Provided material |
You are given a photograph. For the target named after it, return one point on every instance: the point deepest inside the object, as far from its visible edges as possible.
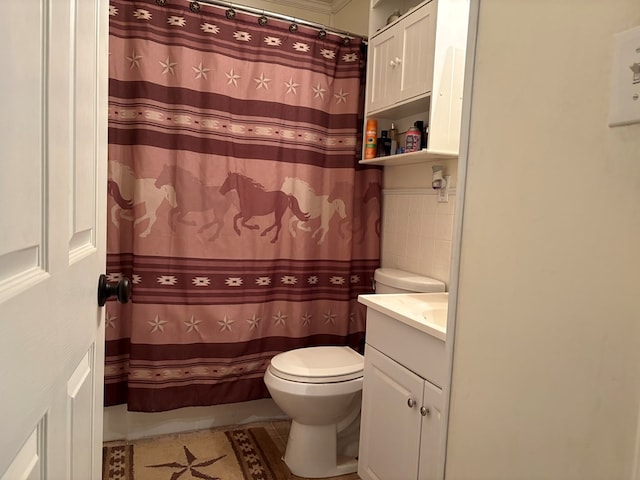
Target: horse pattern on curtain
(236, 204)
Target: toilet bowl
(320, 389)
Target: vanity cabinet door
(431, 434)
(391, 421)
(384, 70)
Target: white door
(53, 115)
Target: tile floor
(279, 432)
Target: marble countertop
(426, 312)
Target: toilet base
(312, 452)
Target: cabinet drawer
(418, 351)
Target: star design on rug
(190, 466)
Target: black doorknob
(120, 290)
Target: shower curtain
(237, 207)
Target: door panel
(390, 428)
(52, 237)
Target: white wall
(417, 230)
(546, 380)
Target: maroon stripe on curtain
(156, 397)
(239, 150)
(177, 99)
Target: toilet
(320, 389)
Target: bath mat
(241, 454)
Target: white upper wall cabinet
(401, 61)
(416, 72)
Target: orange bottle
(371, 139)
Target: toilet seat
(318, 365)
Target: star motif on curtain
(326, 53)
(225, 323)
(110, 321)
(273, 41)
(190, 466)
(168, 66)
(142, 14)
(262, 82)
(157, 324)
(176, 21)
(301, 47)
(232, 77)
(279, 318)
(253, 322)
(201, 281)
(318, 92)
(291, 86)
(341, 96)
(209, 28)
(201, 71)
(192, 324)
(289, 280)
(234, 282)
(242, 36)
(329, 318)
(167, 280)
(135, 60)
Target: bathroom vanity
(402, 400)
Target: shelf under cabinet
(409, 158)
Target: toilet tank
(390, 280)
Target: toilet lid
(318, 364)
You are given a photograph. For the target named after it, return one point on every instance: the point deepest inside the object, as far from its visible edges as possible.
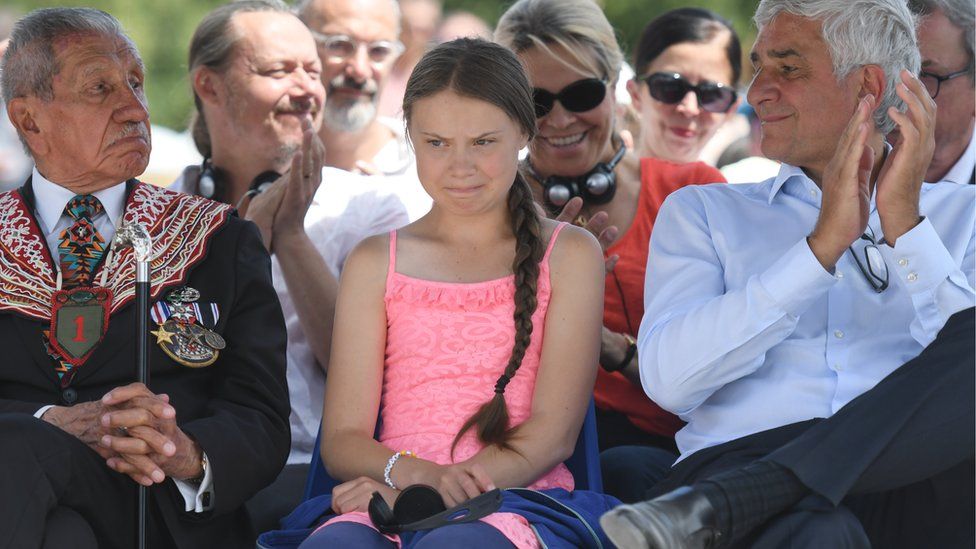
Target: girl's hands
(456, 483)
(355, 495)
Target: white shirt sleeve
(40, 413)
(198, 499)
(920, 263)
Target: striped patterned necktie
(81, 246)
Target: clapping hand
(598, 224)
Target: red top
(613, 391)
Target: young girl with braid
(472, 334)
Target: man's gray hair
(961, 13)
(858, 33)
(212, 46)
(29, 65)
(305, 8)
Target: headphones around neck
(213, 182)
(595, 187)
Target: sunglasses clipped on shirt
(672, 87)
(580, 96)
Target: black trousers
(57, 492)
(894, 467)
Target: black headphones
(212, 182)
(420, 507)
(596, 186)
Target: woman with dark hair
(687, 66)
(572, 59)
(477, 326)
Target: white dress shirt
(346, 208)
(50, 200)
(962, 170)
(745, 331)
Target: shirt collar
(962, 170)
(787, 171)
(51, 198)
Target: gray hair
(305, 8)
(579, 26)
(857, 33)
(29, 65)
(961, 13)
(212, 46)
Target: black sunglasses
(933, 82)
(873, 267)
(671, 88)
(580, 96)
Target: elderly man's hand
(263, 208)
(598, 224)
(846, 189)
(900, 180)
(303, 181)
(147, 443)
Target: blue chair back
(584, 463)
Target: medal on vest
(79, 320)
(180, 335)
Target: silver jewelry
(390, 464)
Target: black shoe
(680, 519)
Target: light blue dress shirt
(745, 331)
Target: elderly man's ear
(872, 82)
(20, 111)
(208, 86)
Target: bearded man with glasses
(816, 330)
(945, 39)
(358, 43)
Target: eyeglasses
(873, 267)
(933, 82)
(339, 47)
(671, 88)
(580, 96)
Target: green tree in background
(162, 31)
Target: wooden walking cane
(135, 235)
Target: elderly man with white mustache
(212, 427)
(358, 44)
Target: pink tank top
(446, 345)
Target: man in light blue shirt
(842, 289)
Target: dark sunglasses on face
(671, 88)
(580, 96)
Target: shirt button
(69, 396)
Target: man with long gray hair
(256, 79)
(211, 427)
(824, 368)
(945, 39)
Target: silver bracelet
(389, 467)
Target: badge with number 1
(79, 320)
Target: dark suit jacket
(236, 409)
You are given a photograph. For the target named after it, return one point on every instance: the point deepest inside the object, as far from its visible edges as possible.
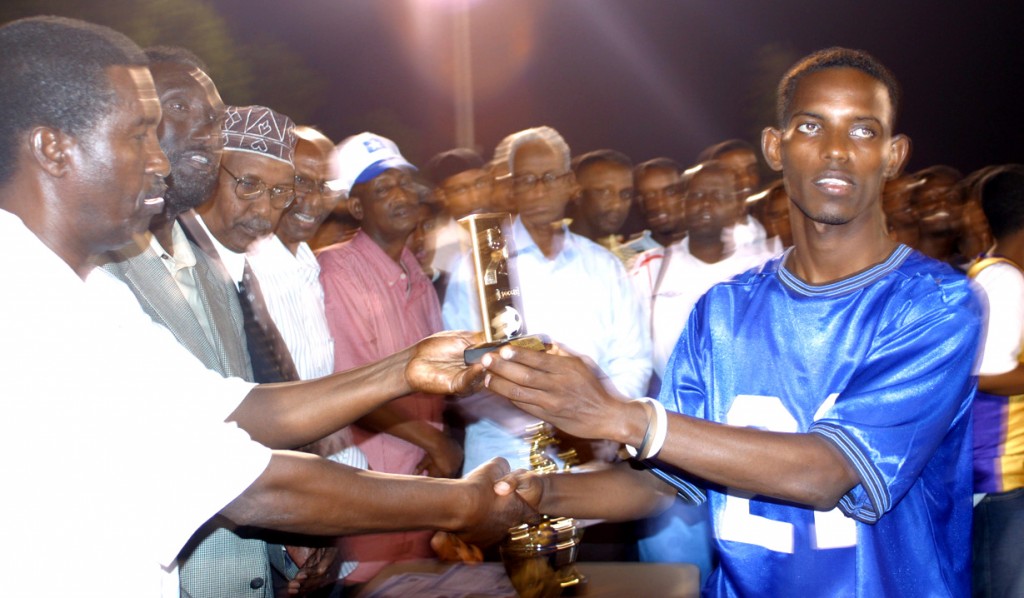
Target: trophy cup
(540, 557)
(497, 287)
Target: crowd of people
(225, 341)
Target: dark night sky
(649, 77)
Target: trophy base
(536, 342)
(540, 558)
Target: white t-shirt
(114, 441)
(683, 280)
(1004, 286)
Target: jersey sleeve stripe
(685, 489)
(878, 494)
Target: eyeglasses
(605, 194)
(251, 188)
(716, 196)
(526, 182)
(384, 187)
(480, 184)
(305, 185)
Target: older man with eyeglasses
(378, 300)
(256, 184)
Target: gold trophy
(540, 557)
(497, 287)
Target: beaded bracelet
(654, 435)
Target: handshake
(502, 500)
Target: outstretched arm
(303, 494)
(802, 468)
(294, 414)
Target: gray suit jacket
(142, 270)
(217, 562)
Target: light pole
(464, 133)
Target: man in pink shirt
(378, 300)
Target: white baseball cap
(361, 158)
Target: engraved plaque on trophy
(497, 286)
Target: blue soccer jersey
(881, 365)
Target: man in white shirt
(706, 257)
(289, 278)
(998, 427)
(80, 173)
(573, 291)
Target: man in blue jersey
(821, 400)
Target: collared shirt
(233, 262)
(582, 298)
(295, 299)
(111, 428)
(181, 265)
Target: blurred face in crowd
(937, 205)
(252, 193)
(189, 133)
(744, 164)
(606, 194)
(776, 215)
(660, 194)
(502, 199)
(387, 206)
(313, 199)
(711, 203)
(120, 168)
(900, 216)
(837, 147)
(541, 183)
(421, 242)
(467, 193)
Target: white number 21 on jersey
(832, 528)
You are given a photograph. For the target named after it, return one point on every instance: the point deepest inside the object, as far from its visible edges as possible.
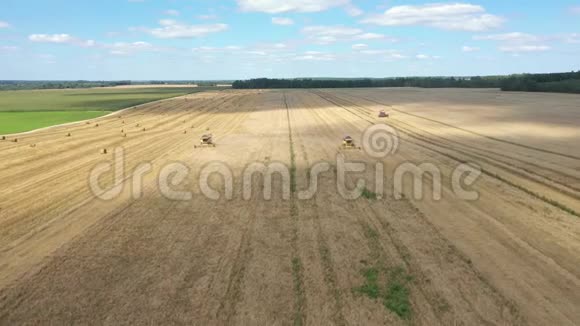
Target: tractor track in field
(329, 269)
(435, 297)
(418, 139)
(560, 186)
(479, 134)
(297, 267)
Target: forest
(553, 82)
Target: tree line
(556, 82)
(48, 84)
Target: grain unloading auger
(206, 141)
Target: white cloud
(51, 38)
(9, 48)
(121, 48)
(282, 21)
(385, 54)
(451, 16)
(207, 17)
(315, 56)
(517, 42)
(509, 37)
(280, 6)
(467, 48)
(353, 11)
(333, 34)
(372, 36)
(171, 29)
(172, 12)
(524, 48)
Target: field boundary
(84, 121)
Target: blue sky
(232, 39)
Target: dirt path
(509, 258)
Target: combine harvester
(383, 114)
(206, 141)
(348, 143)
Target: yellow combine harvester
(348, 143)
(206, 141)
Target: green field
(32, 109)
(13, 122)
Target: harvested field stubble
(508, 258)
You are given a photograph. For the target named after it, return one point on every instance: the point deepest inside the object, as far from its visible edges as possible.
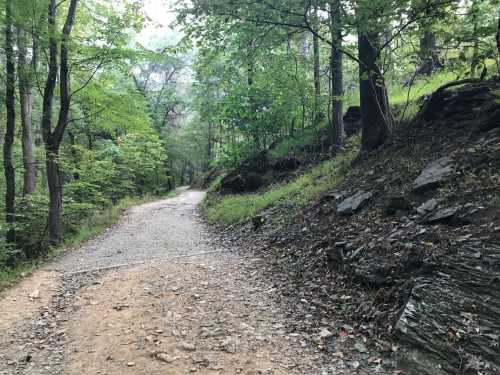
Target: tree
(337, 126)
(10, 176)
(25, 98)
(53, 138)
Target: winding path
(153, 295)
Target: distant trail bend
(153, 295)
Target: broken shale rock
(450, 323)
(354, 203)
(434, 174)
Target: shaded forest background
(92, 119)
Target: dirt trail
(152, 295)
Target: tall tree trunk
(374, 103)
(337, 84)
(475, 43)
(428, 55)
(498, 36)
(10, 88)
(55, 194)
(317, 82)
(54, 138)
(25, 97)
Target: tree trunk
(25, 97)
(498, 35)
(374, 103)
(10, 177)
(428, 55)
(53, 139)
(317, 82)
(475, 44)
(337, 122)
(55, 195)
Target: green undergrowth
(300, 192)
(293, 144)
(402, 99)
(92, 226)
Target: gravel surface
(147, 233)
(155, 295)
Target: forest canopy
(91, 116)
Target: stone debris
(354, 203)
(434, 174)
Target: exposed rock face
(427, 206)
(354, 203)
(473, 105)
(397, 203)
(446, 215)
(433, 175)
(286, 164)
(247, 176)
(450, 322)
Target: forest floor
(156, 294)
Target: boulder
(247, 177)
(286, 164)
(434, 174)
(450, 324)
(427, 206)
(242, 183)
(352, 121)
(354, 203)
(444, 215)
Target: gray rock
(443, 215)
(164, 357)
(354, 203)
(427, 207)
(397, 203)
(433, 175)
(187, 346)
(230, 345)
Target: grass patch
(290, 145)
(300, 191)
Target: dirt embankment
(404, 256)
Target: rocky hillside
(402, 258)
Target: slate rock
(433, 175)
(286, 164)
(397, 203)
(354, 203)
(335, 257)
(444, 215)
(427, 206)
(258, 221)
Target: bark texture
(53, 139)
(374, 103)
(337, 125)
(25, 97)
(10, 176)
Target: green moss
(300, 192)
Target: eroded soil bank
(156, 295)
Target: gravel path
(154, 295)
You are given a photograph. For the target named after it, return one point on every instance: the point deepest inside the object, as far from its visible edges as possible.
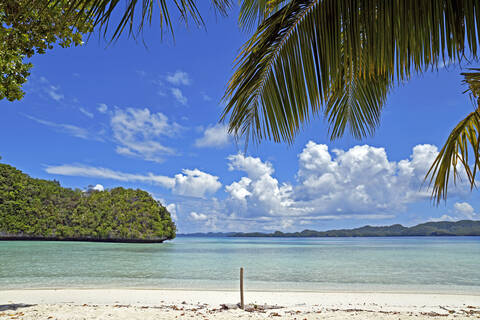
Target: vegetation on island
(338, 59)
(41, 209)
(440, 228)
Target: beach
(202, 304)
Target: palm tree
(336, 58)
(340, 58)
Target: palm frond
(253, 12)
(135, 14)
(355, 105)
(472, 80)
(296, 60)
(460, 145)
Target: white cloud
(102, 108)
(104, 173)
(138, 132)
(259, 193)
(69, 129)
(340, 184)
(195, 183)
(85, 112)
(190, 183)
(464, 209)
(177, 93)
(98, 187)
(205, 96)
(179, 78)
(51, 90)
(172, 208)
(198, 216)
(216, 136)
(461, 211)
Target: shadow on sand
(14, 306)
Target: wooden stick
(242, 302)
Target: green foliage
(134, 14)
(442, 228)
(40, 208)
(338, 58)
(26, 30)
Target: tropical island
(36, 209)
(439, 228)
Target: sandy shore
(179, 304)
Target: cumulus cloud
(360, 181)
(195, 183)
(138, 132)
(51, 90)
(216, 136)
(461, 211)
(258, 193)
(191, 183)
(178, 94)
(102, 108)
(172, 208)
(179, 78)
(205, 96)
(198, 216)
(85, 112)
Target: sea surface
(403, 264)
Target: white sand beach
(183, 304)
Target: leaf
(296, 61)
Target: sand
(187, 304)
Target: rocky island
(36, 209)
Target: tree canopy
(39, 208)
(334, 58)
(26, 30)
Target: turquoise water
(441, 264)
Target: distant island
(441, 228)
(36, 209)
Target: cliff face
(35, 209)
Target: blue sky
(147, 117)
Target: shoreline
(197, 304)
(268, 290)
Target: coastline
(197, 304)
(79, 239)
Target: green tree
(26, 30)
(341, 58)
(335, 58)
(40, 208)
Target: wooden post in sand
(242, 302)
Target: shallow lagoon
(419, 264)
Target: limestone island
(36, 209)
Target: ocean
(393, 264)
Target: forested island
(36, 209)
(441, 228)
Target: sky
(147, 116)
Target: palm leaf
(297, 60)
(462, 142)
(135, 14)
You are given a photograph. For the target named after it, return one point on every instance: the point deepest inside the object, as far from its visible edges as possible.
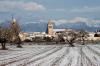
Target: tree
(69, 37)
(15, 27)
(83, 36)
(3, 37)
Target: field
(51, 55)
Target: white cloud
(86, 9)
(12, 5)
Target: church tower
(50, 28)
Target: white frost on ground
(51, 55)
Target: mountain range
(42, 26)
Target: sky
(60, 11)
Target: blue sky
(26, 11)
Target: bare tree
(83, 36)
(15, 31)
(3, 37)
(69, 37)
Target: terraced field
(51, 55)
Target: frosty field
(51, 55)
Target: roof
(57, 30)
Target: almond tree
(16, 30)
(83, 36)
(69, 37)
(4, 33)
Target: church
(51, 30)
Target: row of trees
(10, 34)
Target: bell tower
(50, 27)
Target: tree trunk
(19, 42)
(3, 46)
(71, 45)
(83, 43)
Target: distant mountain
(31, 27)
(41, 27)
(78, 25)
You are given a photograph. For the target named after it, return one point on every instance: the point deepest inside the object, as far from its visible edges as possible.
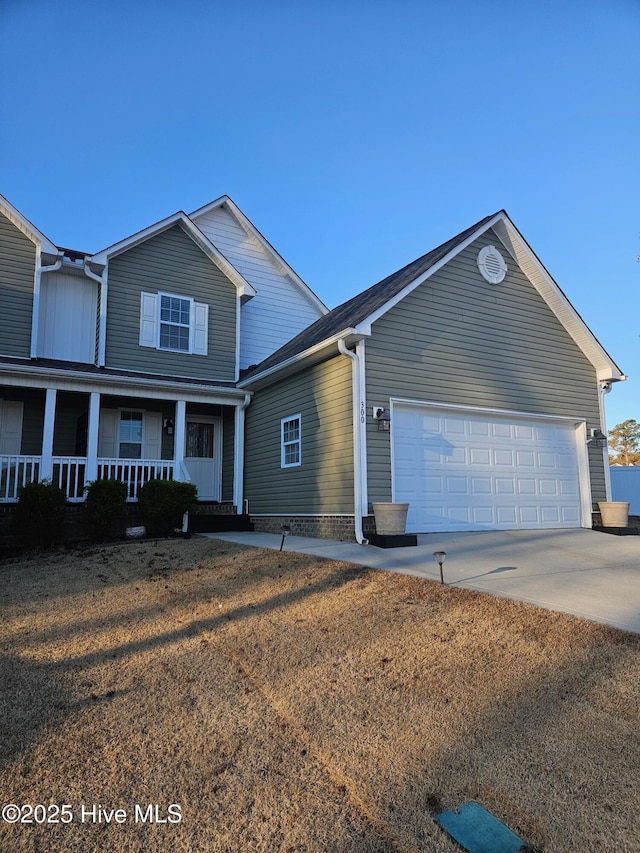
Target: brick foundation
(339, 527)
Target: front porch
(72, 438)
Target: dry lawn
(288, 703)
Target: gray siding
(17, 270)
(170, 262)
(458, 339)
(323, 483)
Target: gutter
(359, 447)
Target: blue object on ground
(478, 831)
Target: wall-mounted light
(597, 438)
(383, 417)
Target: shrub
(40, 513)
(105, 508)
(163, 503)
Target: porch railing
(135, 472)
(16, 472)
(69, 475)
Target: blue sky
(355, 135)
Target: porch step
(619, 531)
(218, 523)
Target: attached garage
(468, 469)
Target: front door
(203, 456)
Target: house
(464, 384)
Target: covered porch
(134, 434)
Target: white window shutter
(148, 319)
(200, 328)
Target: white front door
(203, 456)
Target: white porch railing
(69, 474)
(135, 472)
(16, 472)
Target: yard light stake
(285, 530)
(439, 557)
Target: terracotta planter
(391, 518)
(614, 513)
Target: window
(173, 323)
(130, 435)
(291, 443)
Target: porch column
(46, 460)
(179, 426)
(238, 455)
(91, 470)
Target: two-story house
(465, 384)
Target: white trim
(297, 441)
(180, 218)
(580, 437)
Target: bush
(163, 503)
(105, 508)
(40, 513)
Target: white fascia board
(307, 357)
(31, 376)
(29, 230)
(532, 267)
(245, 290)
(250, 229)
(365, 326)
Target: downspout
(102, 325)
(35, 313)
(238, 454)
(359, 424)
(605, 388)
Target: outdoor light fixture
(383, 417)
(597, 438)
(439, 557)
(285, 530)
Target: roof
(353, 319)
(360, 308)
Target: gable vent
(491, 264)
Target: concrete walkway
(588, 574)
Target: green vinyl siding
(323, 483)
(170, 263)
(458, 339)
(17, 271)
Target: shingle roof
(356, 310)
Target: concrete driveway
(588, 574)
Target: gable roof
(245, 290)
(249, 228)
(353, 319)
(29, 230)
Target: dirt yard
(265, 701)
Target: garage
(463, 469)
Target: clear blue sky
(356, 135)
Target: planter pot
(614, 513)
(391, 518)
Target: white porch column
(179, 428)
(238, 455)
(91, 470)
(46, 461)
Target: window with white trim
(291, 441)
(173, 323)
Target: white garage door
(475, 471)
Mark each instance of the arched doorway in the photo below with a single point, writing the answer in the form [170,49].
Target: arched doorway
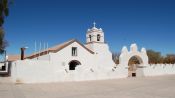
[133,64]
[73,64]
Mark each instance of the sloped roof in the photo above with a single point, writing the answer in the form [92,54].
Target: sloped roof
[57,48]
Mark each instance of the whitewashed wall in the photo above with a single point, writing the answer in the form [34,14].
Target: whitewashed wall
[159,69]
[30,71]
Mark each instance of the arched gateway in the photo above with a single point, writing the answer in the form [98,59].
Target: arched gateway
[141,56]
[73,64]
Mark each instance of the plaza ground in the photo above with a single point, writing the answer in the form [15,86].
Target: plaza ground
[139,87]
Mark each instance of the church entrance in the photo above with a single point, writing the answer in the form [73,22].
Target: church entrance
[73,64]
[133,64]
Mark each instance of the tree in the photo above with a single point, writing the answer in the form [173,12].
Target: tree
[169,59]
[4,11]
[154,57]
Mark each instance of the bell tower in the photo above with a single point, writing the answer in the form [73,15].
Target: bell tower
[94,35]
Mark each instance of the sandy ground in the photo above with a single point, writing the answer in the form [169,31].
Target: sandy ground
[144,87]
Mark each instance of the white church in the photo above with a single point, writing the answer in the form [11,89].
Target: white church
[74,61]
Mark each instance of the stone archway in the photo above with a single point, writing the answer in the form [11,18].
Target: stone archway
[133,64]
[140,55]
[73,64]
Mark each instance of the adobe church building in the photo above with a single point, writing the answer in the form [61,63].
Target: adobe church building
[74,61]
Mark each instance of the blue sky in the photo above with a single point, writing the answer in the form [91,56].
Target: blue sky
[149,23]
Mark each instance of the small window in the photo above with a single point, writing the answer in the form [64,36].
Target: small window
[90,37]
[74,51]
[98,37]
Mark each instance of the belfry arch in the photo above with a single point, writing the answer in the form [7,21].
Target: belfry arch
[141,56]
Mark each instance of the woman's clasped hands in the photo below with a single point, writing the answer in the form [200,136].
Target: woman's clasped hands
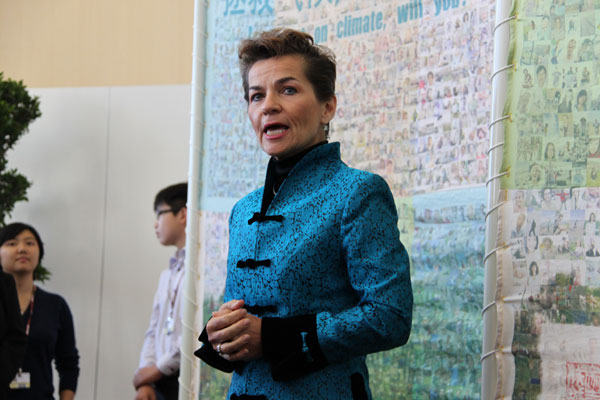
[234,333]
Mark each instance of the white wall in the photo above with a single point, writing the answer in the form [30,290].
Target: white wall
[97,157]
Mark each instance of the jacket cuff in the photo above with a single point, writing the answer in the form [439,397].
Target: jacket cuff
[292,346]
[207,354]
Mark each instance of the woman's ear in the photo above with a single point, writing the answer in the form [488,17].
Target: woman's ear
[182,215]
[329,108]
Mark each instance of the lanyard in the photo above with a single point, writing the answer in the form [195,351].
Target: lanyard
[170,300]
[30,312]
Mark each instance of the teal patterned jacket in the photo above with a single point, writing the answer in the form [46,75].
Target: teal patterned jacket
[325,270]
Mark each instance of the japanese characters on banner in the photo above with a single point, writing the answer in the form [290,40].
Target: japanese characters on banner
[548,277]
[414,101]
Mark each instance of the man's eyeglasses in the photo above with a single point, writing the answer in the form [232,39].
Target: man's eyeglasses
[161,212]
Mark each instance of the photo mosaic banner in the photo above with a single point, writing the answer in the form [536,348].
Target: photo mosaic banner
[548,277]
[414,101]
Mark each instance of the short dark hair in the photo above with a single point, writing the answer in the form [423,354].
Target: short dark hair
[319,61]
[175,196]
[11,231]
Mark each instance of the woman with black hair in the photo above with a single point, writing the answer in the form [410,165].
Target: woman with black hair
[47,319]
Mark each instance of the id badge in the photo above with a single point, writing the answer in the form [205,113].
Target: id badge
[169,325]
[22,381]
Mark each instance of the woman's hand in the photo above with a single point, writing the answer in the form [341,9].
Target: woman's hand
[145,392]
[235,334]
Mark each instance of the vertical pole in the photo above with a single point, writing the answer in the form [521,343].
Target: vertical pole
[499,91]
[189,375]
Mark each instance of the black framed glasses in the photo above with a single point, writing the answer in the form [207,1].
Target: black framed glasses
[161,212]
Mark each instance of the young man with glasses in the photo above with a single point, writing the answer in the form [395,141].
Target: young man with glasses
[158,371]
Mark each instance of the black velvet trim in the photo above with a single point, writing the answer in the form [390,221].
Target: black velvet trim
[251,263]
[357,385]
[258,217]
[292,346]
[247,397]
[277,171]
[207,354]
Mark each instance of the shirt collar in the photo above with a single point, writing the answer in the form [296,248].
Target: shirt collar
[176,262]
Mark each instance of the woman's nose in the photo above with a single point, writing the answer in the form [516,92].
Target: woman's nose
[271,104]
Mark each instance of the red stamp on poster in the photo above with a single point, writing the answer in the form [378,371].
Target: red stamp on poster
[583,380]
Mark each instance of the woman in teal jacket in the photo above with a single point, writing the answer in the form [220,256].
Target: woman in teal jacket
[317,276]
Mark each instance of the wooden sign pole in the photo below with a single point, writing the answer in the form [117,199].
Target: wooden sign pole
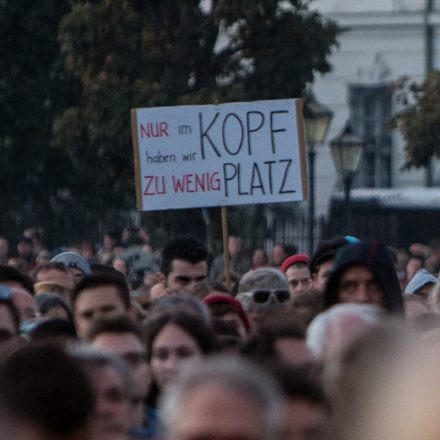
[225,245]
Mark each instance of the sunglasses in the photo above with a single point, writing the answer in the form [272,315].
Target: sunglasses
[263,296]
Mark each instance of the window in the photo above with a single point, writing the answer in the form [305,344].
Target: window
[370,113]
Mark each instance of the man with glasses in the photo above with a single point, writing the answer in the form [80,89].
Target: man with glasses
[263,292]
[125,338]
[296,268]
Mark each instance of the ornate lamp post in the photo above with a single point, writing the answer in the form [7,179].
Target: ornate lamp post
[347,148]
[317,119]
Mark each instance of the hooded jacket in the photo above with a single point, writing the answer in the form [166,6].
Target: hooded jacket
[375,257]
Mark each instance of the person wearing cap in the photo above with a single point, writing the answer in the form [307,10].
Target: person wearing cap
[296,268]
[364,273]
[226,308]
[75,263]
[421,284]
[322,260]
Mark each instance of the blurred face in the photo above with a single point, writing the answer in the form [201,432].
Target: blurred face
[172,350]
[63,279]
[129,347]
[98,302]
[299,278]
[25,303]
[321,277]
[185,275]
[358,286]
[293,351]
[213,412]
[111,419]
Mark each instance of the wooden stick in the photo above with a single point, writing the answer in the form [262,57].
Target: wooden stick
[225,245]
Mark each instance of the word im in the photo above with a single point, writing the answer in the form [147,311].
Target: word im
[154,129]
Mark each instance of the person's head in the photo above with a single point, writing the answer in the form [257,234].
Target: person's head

How to complete this task |
List the lines of the entries that include "below".

Completed exercise |
Mark each instance of the arched doorway in the photo below with a single point, writing the answer in the form [170,49].
Mark each instance of the woman's clasped hands in the photo below with a single point, writing the answer in the form [200,136].
Mark each instance of the wooden sign pole in the photo below with a single point, writing the answer in the form [117,199].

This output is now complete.